Material for the task
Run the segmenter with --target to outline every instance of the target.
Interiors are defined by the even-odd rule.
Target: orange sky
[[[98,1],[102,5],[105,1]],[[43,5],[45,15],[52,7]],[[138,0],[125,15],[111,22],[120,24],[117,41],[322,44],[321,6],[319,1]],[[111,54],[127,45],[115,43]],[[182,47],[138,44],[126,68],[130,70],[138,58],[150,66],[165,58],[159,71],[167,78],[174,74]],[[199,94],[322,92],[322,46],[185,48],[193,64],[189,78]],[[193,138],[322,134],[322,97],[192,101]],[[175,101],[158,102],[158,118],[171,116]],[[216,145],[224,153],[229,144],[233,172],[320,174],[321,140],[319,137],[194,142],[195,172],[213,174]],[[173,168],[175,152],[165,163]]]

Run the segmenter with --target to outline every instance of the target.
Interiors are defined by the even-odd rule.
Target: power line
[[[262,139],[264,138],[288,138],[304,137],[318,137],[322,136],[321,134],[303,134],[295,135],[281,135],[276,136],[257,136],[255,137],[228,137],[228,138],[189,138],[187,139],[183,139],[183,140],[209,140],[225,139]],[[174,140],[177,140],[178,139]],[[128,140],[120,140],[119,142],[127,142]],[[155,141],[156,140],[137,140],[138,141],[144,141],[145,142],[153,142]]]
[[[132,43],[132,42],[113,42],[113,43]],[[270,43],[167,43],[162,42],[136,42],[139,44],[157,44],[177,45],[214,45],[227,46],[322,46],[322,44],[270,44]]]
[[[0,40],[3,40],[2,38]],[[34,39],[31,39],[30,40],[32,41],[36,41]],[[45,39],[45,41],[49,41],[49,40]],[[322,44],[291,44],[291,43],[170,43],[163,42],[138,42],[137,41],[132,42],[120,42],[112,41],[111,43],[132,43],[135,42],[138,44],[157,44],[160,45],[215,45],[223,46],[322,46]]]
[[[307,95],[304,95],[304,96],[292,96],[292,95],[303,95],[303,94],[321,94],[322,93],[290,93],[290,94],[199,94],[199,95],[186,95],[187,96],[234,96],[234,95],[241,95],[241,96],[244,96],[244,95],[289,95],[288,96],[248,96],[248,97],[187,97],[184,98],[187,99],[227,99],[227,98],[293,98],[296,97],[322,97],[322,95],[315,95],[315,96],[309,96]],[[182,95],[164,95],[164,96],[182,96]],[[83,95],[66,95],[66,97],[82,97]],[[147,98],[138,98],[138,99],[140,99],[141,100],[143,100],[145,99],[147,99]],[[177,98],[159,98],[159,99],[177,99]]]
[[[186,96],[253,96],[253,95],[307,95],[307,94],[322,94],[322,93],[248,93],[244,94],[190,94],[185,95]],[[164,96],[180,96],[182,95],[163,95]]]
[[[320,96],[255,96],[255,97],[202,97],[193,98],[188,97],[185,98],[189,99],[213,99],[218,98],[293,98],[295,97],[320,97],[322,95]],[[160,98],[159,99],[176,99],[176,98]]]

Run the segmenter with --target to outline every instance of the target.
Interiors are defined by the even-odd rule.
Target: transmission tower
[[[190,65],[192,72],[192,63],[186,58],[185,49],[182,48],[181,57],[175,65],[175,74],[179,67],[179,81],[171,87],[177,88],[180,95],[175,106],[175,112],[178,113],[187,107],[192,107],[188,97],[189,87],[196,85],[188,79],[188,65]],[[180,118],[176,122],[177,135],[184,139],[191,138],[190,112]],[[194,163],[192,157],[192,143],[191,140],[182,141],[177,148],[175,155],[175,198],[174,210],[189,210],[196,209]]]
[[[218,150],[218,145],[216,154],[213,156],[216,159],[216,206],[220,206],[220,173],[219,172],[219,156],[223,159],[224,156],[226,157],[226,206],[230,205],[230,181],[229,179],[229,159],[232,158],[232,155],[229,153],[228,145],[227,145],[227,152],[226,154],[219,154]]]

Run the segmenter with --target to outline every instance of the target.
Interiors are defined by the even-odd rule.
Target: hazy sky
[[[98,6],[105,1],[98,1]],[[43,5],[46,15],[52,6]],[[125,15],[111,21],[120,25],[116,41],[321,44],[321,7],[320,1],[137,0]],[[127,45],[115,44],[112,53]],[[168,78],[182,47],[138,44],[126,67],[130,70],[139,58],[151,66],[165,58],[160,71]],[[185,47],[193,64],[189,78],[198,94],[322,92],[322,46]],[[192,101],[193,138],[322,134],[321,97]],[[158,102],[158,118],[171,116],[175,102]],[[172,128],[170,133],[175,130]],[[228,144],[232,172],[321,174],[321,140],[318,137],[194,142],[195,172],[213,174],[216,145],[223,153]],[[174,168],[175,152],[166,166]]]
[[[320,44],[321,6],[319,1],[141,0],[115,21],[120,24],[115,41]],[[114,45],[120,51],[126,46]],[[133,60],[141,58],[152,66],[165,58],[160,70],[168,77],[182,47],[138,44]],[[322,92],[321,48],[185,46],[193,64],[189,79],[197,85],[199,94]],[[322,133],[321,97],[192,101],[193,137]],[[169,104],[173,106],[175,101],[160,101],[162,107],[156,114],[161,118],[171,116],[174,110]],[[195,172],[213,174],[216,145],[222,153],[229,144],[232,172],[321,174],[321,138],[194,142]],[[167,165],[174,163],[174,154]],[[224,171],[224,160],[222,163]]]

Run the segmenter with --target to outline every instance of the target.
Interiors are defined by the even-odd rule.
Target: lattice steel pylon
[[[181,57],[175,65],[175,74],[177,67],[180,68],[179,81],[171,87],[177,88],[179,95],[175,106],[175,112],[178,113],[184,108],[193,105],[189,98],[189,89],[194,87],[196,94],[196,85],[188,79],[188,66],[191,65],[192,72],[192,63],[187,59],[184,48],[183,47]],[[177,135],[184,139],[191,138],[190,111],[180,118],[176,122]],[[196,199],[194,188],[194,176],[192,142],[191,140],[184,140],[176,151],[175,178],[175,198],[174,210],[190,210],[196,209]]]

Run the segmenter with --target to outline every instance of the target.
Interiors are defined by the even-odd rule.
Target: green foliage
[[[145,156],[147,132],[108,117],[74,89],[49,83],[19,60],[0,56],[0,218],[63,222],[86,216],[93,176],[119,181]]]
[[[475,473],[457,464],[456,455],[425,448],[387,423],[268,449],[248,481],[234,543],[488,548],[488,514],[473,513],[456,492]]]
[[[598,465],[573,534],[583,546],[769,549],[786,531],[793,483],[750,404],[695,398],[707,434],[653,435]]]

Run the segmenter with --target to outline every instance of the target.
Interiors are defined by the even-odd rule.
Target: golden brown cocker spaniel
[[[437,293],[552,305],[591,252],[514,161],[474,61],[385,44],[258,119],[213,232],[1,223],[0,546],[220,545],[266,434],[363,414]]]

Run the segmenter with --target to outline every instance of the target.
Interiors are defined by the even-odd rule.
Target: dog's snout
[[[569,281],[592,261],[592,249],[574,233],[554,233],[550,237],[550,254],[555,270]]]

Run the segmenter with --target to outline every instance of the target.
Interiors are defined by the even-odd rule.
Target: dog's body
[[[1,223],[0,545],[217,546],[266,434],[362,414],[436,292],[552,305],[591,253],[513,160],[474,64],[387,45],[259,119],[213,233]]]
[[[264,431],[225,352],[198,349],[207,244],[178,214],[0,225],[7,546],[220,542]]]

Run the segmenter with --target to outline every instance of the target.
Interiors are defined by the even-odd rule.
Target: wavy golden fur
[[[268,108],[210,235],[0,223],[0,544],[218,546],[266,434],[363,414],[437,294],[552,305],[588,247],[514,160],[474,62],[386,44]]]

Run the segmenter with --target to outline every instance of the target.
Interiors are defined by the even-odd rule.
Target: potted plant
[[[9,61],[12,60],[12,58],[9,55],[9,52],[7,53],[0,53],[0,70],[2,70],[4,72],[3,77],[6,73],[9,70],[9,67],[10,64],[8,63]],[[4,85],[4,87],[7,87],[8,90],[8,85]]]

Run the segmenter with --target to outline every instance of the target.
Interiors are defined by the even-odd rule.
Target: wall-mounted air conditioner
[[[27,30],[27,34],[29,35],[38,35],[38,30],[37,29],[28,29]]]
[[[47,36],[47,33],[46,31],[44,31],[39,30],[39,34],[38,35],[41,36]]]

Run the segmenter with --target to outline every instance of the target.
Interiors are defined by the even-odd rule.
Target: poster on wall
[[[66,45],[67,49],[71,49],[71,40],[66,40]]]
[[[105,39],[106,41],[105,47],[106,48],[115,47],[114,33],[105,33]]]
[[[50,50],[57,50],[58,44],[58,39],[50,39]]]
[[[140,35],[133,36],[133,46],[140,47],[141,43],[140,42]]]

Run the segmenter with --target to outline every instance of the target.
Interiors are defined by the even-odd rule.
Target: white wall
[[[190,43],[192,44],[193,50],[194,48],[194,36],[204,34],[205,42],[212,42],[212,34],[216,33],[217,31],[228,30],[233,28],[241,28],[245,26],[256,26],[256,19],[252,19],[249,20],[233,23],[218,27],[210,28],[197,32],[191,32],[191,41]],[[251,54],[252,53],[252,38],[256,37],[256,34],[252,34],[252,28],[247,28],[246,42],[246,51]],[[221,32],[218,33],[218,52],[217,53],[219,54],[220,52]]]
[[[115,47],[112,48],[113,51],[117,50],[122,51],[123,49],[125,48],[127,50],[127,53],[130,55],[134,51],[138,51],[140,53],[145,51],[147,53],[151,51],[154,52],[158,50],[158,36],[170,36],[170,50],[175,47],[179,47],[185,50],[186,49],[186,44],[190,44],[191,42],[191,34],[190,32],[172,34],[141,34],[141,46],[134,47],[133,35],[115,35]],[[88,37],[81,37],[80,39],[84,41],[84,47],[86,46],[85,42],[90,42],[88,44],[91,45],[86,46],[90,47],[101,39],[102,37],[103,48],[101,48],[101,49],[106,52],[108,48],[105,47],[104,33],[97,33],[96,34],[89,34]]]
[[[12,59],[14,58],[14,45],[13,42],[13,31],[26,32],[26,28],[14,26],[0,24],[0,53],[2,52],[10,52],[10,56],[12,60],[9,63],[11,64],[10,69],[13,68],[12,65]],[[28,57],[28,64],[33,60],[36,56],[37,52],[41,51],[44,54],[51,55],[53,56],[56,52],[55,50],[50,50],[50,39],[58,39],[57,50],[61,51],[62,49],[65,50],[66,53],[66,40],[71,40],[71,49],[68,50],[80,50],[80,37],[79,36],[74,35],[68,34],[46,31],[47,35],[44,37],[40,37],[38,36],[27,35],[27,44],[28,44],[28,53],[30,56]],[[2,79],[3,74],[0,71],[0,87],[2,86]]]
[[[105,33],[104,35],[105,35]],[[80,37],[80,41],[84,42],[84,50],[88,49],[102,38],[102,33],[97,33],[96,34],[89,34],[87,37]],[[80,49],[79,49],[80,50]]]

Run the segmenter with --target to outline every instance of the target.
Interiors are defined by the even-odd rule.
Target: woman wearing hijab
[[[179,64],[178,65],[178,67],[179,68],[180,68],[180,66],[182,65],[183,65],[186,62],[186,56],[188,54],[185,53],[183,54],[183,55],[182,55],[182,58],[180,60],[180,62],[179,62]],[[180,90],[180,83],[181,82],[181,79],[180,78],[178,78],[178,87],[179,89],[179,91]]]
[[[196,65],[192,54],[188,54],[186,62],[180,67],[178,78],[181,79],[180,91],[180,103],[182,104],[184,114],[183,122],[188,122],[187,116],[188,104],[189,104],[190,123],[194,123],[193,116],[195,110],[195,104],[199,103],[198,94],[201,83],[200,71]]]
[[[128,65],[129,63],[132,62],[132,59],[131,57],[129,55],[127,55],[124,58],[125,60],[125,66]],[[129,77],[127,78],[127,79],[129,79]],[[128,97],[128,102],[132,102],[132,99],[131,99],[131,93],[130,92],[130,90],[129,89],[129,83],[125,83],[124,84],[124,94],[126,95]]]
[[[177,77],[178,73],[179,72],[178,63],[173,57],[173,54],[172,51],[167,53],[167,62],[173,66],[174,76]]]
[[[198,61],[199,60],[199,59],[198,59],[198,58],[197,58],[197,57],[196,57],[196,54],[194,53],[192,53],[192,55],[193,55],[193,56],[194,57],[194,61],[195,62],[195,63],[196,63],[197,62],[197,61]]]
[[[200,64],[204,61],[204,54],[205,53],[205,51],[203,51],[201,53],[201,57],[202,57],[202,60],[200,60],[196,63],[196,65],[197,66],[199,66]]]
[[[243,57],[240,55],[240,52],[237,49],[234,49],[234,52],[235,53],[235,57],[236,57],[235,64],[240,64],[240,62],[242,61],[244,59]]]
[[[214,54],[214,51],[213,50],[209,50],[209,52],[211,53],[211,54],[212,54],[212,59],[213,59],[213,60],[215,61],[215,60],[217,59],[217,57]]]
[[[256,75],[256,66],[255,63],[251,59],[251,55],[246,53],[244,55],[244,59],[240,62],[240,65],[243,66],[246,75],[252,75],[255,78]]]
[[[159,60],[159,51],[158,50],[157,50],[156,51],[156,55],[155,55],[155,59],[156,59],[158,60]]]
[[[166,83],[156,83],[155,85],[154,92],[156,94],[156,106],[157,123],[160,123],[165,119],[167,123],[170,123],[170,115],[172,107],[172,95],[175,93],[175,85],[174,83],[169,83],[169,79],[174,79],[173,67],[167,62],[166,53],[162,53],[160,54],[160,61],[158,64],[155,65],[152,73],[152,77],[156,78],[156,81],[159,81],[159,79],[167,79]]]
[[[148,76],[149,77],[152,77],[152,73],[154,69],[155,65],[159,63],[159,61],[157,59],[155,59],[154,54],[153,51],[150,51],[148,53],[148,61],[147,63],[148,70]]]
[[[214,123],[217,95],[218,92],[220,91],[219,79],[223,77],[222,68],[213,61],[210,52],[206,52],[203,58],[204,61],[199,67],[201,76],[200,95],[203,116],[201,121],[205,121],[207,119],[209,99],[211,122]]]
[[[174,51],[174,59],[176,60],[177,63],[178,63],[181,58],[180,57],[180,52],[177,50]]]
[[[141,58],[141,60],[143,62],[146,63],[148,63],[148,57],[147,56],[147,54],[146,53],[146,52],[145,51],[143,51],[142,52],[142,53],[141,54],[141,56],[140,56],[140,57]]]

Instruction
Which lines of the records contain the word "golden"? Copy each of those lines in full.

Written answer
Target: golden brown cocker spaniel
Target: wavy golden fur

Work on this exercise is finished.